WHAT YOU HAVE TO DO ->
Quote the listing below in its entirety.

MATERIAL TO PROCESS ->
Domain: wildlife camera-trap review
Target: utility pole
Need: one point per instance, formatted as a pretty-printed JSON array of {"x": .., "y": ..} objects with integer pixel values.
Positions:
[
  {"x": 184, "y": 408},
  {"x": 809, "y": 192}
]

WRITTEN ANSWER ->
Domain: wildlife camera-trap review
Target: utility pole
Need: one point per instance, formatted as a pretty-printed JSON array of {"x": .., "y": ..} objects with integer pixel values.
Positions:
[
  {"x": 184, "y": 408},
  {"x": 809, "y": 192}
]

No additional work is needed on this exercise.